PASSAGE TO READ –

- - -

This is an example of the Haskell syntax for doing IO (namely, input). This line is an instruction to read all the information available from the stdin, return it as a single string, and bind to the symbol "input", so we can process this string any way we want.

How did I know that? Did I memorize all the functions by heart? Of course not! Each function has a type, which, along with function's name, usually tells a lot about what the function will do.

Let's fire up an interactive Haskell environment and examine this function up close:

 $ ghci
    ___         ___ _
   / _ \ /\  /\/ __(_)
  / /_\// /_/ / /  | |      GHC Interactive, version 6.4.1, for Haskell 98.
 / /_\\/ __  / /___| |      http://www.haskell.org/ghc/
 \____/\/ /_/\____/|_|      Type :? for help.
 
 Loading package base-1.0 ... linking ... done.
 Prelude> :type getContents
 getContents :: IO String
 Prelude> 
 

We see that "getContents" is a function without arguments, that will return "IO String". Prefix "IO" meant that this is an IO action. It will return String, when evaluated. Action will be evaluated as soon as we use "<-" to bind its result to some symbol.

- - -

EXTRACTED RECORDS –
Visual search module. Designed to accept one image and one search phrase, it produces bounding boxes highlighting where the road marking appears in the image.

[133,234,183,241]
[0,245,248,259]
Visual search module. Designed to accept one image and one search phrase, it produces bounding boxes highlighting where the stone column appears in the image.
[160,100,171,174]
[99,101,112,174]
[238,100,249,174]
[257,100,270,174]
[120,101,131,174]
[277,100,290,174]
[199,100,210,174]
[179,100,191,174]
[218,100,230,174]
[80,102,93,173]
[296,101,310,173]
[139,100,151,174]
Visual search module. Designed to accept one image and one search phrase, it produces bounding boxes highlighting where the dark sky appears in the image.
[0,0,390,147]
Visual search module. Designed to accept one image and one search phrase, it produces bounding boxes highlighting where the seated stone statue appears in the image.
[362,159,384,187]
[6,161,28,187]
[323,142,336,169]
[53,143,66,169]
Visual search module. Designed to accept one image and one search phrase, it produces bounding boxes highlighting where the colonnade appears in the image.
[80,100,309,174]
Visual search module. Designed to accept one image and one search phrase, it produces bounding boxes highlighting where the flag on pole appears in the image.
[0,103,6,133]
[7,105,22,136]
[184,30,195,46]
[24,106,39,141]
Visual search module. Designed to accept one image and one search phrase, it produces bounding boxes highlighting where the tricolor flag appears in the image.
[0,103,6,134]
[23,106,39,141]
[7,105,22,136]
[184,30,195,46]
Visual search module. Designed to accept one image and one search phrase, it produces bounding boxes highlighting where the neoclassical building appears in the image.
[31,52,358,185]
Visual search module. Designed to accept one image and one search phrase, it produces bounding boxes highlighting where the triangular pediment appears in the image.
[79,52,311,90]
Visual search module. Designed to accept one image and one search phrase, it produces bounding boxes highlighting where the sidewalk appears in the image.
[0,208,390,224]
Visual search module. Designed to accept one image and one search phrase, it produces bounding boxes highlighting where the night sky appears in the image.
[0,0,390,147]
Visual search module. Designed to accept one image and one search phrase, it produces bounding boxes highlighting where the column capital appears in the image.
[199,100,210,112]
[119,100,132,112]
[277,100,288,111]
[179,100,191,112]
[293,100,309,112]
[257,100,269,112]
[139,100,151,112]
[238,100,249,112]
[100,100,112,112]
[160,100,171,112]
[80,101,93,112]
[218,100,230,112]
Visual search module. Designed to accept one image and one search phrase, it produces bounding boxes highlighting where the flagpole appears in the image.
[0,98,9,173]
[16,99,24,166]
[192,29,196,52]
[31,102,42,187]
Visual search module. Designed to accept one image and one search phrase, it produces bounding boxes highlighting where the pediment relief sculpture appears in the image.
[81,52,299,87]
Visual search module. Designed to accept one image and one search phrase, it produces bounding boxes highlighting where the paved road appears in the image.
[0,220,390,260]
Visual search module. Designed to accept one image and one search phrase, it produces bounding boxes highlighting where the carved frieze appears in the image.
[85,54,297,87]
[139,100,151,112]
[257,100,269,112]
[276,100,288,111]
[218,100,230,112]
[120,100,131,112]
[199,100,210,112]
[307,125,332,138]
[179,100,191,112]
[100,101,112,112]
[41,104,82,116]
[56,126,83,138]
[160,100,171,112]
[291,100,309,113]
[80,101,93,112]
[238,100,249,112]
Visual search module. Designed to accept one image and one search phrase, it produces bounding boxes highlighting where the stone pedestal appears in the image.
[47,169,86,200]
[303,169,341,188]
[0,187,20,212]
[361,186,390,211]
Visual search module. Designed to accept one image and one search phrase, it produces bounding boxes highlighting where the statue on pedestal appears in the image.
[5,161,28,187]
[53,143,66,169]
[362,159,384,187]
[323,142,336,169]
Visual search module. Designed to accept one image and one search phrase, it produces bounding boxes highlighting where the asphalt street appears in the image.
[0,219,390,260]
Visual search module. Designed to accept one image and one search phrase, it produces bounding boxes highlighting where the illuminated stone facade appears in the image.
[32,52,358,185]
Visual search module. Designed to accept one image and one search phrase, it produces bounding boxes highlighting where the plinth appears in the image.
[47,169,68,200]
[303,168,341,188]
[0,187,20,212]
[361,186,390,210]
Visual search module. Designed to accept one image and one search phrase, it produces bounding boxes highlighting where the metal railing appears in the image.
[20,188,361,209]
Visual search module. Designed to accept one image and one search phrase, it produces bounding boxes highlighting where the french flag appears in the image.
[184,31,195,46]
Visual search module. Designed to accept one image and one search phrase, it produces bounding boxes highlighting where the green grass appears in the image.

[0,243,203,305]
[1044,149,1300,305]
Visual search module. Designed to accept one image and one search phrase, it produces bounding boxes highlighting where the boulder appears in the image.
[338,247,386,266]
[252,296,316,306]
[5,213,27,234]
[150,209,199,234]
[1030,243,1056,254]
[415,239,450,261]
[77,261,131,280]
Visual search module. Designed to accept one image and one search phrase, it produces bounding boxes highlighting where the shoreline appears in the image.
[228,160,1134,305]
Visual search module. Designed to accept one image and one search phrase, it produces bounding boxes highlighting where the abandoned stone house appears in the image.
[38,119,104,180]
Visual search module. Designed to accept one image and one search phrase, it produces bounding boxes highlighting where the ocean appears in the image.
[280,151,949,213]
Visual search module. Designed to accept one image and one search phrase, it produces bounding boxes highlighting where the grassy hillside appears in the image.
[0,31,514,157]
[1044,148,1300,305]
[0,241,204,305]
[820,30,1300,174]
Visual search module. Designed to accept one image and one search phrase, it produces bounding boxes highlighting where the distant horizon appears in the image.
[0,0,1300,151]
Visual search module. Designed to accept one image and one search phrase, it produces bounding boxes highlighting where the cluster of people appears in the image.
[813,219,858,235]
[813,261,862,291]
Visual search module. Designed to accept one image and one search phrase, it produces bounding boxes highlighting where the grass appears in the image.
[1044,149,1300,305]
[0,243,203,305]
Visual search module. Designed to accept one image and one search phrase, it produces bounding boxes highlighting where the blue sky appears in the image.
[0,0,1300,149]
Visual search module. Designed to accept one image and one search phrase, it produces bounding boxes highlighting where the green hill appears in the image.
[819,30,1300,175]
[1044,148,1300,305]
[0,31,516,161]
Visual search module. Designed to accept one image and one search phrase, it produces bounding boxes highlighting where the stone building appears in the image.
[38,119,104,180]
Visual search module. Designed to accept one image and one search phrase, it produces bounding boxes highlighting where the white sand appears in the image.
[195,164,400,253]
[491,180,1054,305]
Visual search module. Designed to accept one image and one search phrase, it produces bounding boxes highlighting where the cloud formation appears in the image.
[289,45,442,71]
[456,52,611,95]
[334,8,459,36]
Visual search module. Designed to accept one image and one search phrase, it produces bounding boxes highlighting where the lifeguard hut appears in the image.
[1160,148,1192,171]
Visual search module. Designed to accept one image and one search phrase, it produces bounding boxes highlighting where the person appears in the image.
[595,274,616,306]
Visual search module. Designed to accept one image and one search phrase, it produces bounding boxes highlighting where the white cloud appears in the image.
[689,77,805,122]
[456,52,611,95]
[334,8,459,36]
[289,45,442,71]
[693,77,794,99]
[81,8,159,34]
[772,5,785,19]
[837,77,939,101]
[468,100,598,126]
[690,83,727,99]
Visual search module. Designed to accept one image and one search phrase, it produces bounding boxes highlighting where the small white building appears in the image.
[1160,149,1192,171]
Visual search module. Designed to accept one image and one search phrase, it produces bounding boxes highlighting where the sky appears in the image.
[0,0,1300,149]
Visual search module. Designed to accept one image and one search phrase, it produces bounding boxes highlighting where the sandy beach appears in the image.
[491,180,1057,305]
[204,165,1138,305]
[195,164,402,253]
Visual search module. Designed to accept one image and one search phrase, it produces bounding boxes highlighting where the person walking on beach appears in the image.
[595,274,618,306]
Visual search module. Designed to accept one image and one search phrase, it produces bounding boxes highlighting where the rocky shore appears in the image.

- - -

WORK TO COMPLETE –
1. Transcribe the Haskell passage from "Let's fire up" up to and including "for Haskell 98.".
2. According to the Haskell passage, what does the prefix "IO" in a function's return type indicate?

ANSWERS PROVIDED –
1.
Let's fire up an interactive Haskell environment and examine this function up close:

 $ ghci
    ___         ___ _
   / _ \ /\  /\/ __(_)
  / /_\// /_/ / /  | |      GHC Interactive, version 6.4.1, for Haskell 98.

2. It indicates that the function is an IO action.